━━ Text provided ━━
Journalism has been in practice in our part of the world long before Ghana attained independence some 61 years ago, but at no time did we find it necessary to critique the ‘modus operandi’ of journalists until recently.
Though the Ghana Journalists Association (GJA) and the Ghana Media Commission (GMC) have occasionally tried to draw the attention of practitioners and media houses to the ethics of the profession, there is little to show for it in this regard, probably because they and largely done on the blind side of the public.
And regarding the tracking of the methodology of a journalist’s information-gathering, one thing that makes it rather murky is when that same journalist is neck-deep in other activities that often cross the path of mainstream journalism practice.
In one vein, Anas Aremeyaw Anas, for instance, is an investigative journalist and co-editor of the Crusading Guide newspaper in Ghana. He is reputed to have won several awards for unmasking criminals, many of whom are rich and powerful.
However, his latest piece, dubbed: ‘# 12…When Greed And Corruption Become The Norm’, which is ostensibly aimed at naming, shaming and jailing corrupt people in the Ghanaian football industry, has generated a lot of heat, with even the ‘Almighty BBC’ calling him ‘the controversial African journalist’.
━━━
━━ Data excerpts ━━
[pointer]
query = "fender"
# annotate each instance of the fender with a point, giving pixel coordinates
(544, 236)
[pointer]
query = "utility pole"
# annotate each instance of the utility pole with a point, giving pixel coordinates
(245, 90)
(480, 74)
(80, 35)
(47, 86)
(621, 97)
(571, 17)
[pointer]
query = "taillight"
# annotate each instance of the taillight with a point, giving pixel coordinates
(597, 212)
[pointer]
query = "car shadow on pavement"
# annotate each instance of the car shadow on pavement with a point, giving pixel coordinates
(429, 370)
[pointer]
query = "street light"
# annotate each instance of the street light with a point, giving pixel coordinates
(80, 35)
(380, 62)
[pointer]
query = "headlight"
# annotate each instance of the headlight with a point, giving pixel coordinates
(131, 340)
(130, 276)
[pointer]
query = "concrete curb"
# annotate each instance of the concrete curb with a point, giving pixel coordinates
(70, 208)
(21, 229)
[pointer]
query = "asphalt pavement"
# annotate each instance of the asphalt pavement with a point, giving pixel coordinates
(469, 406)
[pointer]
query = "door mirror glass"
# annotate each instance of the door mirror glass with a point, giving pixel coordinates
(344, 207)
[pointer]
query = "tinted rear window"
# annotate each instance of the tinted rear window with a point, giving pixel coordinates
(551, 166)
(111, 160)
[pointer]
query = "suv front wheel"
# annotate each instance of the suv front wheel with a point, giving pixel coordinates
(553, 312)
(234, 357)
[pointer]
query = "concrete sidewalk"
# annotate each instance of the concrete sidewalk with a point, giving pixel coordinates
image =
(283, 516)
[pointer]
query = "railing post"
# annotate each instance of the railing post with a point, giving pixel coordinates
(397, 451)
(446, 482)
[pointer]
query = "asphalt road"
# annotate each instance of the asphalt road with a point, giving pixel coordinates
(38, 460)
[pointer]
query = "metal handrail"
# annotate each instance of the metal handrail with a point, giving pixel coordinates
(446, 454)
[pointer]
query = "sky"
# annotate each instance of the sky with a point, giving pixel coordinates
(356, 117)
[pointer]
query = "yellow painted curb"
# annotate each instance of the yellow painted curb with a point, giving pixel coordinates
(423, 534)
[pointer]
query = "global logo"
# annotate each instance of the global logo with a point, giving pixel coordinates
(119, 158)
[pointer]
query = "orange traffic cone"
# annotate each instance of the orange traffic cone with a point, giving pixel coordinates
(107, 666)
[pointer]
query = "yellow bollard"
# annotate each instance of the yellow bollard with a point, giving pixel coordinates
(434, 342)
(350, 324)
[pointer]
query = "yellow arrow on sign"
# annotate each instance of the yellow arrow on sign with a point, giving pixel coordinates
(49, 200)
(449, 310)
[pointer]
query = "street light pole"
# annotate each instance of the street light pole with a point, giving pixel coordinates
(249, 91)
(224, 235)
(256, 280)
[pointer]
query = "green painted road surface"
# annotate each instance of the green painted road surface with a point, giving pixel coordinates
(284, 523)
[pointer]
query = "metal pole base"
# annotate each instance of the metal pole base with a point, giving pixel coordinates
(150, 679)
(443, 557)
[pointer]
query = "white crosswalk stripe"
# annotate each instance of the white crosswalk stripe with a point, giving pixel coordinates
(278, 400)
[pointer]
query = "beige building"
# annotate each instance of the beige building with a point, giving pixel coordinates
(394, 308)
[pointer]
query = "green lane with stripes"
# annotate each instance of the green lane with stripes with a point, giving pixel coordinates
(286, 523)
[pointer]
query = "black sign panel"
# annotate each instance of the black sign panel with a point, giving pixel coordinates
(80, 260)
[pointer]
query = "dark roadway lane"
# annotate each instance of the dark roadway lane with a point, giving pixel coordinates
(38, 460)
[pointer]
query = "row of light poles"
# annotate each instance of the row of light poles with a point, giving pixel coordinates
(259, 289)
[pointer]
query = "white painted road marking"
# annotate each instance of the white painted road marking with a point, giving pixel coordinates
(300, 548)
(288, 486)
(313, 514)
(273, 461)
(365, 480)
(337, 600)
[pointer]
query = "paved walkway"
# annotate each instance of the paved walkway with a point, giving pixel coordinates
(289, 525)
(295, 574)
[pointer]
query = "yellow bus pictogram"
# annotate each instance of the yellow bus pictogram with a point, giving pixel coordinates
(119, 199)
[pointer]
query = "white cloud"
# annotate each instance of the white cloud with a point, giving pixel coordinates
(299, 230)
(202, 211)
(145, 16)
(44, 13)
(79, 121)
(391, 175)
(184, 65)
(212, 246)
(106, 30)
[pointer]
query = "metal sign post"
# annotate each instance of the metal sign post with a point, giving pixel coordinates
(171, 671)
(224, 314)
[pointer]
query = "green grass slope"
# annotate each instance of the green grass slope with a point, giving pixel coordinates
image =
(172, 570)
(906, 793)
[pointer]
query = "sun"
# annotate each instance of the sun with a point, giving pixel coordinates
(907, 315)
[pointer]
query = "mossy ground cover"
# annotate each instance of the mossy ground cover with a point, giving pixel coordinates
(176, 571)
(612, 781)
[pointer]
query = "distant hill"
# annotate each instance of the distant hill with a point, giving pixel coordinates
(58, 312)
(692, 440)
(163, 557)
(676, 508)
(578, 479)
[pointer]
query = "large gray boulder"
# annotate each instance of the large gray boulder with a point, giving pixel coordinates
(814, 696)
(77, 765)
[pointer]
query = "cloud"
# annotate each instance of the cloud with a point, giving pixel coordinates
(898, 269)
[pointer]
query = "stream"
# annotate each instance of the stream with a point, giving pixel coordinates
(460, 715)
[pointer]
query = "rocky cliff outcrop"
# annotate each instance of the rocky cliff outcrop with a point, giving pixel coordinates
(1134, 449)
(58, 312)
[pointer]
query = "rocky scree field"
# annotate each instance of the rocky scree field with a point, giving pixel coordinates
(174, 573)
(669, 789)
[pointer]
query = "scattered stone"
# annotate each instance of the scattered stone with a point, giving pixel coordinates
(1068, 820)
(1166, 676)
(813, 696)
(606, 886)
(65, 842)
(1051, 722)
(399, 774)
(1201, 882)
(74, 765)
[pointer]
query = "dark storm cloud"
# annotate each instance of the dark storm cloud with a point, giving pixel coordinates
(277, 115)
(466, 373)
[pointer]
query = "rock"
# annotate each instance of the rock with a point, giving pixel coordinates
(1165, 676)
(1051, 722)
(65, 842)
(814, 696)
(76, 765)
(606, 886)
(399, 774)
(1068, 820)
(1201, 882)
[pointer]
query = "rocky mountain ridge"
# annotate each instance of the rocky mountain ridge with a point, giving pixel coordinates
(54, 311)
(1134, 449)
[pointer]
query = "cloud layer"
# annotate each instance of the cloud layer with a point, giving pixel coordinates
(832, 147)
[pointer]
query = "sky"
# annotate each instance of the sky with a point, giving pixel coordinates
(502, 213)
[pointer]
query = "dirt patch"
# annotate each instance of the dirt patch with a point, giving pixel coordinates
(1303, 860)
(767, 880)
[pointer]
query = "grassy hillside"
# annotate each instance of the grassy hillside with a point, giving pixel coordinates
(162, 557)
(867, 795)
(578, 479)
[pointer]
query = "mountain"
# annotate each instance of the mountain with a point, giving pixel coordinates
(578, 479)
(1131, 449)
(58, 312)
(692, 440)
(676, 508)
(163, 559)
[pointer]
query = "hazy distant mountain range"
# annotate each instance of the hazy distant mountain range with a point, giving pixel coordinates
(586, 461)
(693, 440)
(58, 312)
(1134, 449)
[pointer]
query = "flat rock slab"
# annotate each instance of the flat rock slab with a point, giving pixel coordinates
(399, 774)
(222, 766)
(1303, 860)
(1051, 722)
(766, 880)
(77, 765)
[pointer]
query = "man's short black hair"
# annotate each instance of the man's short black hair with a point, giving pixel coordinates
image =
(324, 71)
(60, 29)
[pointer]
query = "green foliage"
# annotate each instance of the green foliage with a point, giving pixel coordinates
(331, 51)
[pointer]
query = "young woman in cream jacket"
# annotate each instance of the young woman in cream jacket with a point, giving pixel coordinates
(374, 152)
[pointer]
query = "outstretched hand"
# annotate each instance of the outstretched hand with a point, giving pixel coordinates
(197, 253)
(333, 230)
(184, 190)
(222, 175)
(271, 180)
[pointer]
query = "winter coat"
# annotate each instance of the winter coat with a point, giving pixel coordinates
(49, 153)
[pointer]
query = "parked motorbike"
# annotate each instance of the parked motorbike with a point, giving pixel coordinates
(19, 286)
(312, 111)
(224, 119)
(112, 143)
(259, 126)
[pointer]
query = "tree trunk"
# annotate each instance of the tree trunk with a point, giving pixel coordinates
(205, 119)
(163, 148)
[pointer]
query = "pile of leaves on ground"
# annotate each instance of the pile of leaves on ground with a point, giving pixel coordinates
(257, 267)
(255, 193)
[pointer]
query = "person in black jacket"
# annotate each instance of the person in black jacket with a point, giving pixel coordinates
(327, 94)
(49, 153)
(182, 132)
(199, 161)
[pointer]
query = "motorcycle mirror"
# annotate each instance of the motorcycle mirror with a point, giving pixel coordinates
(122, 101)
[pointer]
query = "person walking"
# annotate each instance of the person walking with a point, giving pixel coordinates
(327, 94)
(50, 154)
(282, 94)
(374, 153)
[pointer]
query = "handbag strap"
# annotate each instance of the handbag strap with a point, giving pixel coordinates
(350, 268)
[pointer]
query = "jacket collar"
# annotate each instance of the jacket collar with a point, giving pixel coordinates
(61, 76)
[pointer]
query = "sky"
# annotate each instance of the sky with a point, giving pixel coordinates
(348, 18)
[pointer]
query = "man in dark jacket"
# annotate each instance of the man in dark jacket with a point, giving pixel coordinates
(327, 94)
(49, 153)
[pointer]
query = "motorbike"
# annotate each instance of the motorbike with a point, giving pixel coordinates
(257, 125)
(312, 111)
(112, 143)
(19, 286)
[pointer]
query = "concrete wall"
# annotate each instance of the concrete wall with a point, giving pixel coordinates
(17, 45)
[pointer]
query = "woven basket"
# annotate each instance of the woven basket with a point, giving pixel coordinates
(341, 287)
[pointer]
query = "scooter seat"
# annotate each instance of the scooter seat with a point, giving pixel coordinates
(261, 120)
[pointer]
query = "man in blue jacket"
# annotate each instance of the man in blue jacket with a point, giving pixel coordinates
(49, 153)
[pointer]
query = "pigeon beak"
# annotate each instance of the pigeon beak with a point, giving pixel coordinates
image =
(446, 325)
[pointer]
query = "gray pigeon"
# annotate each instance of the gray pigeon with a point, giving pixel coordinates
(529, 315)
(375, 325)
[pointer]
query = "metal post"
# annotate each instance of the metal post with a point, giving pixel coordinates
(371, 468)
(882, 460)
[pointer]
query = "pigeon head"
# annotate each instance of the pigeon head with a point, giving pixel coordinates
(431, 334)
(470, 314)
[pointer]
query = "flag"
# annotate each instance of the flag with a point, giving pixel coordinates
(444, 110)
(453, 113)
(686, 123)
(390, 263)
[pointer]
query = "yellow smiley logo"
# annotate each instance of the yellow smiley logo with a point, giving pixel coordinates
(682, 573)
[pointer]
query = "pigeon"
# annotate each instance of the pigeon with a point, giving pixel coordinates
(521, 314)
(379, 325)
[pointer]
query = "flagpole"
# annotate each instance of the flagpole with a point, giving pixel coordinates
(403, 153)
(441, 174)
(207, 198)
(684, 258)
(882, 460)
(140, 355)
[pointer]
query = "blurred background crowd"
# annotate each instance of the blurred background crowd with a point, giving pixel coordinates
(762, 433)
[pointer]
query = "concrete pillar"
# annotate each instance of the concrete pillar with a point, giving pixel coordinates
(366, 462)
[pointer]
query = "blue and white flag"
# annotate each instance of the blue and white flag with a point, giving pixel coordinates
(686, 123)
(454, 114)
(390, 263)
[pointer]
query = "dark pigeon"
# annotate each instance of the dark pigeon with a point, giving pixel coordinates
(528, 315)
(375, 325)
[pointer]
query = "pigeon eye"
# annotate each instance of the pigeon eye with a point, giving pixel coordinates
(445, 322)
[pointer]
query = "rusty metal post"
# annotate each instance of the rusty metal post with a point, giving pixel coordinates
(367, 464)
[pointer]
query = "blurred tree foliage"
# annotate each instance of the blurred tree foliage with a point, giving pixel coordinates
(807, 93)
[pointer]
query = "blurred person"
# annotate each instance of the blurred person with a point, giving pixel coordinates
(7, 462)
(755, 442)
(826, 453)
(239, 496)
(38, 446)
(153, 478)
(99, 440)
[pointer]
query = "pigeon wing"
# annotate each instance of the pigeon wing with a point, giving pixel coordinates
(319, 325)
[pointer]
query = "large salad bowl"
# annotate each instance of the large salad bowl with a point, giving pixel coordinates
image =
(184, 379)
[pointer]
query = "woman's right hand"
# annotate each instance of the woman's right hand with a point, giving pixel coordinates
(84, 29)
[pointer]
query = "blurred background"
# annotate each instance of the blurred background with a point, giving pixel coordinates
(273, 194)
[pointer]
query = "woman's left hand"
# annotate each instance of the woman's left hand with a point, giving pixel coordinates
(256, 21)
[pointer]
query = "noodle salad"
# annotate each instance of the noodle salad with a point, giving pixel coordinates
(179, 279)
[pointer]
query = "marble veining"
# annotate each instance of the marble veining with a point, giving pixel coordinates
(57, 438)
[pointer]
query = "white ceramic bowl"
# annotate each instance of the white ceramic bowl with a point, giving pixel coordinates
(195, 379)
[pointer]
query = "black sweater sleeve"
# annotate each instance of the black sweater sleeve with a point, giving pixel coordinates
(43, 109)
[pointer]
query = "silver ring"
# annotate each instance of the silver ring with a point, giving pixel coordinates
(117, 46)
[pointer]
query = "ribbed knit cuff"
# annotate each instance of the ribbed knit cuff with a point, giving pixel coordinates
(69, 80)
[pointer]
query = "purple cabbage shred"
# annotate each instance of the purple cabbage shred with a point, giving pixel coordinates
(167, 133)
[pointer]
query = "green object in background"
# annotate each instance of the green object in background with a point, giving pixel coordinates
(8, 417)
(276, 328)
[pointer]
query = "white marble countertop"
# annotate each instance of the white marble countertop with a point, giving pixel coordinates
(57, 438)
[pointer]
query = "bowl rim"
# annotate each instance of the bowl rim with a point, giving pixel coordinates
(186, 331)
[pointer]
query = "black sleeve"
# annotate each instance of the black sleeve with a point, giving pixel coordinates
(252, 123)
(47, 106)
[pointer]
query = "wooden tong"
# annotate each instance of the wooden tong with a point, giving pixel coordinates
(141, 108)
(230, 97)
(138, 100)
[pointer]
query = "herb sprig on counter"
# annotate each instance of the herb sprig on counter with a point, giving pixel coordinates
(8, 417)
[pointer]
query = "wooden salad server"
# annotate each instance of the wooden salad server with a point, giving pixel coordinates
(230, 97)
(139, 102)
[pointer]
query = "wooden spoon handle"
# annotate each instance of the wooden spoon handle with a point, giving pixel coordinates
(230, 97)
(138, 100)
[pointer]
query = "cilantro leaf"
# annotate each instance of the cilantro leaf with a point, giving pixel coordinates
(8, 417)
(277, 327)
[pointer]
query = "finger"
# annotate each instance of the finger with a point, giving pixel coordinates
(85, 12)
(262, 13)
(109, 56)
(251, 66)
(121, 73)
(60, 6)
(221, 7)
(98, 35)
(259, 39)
━━━
### Tasks
1: Write out everything in the piece on journalism in Ghana from "And regarding the" down to "rich and powerful.", word for word.
2: Condense the paragraph of the piece on journalism in Ghana that opens "In one vein, Anas Aremeyaw Anas" into a shorter version that keeps its main facts.
The data comes from a separate source and has no connection to the piece on journalism in Ghana.

### Answers for the exercise
1:
And regarding the tracking of the methodology of a journalist’s information-gathering, one thing that makes it rather murky is when that same journalist is neck-deep in other activities that often cross the path of mainstream journalism practice.
In one vein, Anas Aremeyaw Anas, for instance, is an investigative journalist and co-editor of the Crusading Guide newspaper in Ghana. He is reputed to have won several awards for unmasking criminals, many of whom are rich and powerful.

2: Anas Aremeyaw Anas is an investigative journalist and co-editor of Ghana's Crusading Guide newspaper. He is reputed to have won several awards for exposing criminals, many of them rich and powerful.